Exercise passage:
=== Section Start ===
For threads to cooperate with each other, they need to
synchronize with each other: mutex (locks), semaphore
(multiple threads doing the same thing), condition variables
(simple multithreaded construct that is mostly
implemented as a user-defined program invariant).
- Model Checking: In Freshman programming, you give a program
an input, and the program deterministically executes exactly the
same steps every time. So, diagnosing bugs is easy.
In Multithreaded programming, each thread (subprocess) executes
in a separate schedule. So, maybe a bug appears only once in
a hundred executions (due to an unfortunate schedule). How can
you discover and fix such rare bugs? (ANSWER:
Model checking)
This unit will use a simple, easy-to-use model checker that
allows you to quickly diagnose very subtle multithreaded bugs.
- Gateway to other systems courses
in Khoury College.
(See: Accelerated Computer Systems as a
Gateway to Other Systems Courses)
B. Accelerated Computer Systems as a Gateway to Other Systems Courses
The following courses all leverage topics in computer systems.
=== Section End ===
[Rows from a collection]
=== Section Start ===
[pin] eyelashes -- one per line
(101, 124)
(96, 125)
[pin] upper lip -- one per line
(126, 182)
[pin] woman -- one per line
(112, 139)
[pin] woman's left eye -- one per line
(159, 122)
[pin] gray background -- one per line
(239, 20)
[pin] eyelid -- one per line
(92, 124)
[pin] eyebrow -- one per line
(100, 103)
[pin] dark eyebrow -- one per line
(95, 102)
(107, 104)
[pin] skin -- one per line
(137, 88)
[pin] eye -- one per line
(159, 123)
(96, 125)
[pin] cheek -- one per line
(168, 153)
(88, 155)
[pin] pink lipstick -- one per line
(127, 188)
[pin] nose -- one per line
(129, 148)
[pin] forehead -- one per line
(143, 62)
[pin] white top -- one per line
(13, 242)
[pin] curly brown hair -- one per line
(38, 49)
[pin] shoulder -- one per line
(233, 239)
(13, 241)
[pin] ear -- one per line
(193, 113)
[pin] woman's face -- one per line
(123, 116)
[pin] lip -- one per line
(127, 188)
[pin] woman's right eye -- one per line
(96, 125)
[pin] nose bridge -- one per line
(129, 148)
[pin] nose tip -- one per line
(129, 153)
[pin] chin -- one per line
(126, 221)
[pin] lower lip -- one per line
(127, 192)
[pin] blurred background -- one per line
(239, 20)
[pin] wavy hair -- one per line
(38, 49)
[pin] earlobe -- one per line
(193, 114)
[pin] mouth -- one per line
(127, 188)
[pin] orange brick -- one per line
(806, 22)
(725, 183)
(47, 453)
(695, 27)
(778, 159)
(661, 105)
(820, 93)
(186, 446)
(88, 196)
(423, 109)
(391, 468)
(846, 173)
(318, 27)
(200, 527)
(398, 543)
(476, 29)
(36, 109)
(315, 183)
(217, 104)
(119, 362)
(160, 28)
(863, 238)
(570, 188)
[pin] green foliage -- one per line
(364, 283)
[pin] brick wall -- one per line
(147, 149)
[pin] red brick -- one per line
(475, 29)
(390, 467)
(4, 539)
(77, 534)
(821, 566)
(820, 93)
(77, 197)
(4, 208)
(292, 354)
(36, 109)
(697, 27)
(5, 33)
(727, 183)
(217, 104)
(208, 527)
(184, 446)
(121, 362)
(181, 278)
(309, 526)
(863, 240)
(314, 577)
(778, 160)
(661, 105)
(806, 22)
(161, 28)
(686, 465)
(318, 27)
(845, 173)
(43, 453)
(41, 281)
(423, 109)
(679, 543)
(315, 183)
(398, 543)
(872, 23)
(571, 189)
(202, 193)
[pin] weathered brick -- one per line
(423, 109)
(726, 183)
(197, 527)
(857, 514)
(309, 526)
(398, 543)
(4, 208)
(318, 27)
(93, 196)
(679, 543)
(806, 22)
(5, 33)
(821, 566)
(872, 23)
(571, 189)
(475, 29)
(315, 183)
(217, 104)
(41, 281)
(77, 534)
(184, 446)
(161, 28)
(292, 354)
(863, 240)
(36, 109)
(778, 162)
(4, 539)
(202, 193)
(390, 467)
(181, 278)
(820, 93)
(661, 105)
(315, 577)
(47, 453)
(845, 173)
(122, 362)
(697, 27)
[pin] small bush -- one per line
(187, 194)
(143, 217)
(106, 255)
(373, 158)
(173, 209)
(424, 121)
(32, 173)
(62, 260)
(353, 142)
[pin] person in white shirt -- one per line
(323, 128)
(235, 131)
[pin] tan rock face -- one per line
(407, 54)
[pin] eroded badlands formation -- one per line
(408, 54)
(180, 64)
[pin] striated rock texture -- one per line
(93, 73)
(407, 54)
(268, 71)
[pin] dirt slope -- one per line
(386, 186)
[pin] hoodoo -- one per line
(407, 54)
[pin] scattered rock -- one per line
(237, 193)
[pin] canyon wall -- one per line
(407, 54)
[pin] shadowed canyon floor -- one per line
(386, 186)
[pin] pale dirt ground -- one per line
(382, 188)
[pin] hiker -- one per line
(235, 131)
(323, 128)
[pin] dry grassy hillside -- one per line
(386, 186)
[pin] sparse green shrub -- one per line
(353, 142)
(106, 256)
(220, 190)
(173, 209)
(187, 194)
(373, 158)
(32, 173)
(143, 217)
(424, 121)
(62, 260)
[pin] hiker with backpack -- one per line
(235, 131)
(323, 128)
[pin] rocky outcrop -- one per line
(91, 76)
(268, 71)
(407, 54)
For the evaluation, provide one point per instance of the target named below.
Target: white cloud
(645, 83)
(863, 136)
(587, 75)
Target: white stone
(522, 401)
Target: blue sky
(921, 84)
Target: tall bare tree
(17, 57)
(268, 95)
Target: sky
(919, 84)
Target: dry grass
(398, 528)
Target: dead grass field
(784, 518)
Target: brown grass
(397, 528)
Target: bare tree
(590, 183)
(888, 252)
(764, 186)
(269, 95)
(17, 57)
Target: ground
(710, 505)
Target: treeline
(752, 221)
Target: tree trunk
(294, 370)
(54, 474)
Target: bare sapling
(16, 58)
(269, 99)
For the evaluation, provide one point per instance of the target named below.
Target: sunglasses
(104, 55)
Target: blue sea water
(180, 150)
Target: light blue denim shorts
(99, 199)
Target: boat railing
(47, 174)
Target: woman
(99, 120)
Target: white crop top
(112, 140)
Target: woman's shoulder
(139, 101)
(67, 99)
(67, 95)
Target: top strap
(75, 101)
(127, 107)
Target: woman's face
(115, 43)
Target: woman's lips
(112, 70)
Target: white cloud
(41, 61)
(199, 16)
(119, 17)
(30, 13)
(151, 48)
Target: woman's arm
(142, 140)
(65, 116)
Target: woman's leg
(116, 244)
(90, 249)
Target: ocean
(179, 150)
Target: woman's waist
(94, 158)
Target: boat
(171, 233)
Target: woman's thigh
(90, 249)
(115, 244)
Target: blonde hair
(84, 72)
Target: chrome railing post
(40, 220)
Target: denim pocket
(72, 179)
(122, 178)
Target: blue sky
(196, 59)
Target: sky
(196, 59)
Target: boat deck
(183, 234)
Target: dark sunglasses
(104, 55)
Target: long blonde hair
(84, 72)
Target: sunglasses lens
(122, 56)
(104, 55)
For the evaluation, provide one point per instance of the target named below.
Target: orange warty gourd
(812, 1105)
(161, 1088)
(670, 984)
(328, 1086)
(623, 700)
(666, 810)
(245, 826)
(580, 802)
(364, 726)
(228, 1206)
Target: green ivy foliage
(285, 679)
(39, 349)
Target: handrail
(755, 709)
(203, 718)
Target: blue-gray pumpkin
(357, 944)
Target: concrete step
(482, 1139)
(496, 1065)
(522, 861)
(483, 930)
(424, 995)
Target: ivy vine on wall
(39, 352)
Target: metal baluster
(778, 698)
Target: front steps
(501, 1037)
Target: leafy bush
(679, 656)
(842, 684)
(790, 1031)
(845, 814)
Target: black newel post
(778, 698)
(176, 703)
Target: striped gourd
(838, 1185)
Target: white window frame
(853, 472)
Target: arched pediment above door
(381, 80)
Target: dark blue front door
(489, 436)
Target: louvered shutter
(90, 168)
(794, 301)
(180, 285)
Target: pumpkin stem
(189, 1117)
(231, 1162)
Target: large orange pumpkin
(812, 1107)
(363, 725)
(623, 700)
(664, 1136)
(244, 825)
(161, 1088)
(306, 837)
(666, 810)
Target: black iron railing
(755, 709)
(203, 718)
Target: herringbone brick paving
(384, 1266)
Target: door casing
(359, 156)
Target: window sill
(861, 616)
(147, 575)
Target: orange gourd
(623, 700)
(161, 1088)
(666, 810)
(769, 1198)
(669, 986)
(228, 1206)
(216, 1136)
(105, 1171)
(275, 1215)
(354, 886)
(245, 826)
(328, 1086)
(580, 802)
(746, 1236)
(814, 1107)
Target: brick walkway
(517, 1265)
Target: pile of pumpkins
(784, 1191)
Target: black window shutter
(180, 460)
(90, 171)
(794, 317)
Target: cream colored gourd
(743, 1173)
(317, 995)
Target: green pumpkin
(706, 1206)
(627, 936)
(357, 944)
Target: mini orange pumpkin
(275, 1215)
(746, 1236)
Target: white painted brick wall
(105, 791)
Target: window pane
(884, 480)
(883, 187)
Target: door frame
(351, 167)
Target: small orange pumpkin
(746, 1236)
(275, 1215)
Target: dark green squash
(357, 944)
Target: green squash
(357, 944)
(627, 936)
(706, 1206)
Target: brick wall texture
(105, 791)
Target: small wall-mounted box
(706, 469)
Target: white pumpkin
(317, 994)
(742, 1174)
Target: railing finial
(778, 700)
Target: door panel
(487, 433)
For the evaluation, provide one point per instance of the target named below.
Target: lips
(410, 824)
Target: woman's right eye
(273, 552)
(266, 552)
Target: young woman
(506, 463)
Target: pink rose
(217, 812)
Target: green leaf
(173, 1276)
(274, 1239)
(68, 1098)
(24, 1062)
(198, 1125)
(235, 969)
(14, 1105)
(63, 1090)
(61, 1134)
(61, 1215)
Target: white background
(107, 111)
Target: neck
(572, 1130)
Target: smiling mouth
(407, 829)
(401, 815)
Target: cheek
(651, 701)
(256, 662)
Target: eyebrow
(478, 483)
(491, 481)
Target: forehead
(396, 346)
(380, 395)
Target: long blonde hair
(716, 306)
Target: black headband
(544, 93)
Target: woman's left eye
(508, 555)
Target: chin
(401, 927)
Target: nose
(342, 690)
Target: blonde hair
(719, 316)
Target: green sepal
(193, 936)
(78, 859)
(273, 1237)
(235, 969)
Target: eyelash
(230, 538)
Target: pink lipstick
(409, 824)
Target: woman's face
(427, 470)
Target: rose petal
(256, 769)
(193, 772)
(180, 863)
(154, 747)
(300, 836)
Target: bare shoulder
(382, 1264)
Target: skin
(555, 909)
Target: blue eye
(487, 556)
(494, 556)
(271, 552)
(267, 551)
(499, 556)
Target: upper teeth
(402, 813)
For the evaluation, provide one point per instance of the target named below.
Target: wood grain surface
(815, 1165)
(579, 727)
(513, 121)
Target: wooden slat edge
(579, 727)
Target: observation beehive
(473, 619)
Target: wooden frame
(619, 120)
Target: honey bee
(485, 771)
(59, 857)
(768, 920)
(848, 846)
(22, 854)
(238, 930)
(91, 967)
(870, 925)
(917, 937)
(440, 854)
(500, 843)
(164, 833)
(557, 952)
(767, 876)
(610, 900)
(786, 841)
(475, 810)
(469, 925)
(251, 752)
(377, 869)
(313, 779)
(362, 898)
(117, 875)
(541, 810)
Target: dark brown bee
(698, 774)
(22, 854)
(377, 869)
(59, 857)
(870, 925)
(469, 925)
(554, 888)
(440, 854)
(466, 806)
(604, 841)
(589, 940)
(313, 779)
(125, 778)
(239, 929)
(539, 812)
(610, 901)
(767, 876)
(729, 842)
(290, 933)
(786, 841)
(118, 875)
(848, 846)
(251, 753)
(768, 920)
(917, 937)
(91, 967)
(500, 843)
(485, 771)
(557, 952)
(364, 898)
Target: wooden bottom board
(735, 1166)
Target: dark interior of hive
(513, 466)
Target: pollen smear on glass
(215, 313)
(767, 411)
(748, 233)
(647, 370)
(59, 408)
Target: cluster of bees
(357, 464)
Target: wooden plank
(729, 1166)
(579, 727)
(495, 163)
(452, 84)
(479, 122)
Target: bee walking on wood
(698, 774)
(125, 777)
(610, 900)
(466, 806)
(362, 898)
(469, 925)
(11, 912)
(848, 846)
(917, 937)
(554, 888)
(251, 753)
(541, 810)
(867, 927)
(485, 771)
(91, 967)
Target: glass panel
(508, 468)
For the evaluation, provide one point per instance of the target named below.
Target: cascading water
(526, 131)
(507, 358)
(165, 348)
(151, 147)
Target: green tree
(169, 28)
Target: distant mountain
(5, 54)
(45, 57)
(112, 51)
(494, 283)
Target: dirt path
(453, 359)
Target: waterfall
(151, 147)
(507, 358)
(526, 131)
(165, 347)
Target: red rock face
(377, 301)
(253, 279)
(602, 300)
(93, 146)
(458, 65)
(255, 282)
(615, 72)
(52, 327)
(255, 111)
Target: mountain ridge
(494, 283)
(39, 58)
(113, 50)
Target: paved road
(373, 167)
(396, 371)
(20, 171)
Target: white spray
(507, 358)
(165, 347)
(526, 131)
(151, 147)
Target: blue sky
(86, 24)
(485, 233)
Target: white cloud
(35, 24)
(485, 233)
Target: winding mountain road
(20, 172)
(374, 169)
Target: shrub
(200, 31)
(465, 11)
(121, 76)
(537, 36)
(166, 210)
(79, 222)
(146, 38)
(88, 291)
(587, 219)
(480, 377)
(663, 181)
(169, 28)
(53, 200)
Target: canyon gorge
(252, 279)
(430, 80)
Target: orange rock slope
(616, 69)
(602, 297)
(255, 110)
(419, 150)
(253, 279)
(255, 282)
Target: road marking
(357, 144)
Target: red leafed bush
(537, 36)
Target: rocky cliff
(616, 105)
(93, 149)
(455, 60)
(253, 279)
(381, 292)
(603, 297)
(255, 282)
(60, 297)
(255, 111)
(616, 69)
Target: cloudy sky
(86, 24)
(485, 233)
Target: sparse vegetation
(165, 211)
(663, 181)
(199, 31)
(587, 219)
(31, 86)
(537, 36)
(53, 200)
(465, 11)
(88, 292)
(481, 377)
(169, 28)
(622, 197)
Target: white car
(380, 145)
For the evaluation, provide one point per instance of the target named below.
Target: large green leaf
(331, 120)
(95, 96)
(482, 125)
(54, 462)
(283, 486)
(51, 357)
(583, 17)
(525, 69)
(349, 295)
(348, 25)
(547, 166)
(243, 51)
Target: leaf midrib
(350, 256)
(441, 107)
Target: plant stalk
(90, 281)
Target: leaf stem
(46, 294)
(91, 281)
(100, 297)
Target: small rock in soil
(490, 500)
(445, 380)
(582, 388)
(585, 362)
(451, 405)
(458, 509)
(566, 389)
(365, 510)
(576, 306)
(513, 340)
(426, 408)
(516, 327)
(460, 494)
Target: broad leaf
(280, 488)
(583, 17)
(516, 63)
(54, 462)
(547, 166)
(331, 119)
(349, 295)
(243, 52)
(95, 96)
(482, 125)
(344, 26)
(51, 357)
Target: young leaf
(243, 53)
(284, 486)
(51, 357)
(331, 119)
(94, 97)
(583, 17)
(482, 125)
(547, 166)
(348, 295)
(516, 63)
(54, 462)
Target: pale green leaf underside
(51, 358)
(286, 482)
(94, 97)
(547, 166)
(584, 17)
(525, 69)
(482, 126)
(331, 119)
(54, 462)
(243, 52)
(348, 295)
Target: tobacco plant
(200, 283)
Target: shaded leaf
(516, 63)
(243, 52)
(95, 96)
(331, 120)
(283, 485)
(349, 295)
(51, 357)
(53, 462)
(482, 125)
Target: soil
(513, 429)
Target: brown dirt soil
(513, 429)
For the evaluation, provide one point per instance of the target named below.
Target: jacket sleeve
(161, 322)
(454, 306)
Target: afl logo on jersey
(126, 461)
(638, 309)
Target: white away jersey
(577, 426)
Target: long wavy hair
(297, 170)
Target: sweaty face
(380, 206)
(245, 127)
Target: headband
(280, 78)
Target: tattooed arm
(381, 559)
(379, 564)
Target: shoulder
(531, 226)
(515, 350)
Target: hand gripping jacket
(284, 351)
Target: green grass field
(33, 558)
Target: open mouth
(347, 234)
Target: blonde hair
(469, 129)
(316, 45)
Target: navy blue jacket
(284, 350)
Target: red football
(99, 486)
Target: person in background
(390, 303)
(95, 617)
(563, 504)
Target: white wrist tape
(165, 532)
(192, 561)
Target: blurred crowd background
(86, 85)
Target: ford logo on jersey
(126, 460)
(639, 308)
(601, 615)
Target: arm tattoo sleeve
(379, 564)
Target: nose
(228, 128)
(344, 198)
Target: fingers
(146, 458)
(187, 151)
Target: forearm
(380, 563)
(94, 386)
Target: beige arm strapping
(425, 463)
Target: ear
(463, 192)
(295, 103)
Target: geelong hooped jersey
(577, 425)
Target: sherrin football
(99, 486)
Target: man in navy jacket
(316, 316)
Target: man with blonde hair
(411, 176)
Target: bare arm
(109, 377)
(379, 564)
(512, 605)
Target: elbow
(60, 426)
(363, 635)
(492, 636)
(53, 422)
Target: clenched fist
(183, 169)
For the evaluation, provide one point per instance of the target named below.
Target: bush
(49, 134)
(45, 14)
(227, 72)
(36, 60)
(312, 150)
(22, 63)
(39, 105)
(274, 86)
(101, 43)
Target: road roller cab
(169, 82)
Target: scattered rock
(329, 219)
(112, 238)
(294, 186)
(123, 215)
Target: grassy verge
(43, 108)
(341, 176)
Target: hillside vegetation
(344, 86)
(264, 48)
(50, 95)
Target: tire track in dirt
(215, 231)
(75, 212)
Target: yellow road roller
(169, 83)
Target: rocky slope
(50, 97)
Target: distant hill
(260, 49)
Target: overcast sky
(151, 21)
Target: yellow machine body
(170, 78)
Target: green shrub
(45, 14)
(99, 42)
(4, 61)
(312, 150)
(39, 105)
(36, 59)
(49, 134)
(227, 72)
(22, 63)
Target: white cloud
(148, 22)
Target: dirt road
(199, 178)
=== Section End ===
What you have to do: Return, word for word, the portion of the passage on threads and model checking that opens with the words containing "- Model Checking: In" and closes with "in Khoury College.". These rows come from a source unrelated to the passage.

Answer to this task:
- Model Checking: In Freshman programming, you give a program
an input, and the program deterministically executes exactly the
same steps every time. So, diagnosing bugs is easy.
In Multithreaded programming, each thread (subprocess) executes
in a separate schedule. So, maybe a bug appears only once in
a hundred executions (due to an unfortunate schedule). How can
you discover and fix such rare bugs? (ANSWER:
Model checking)
This unit will use a simple, easy-to-use model checker that
allows you to quickly diagnose very subtle multithreaded bugs.
- Gateway to other systems courses
in Khoury College.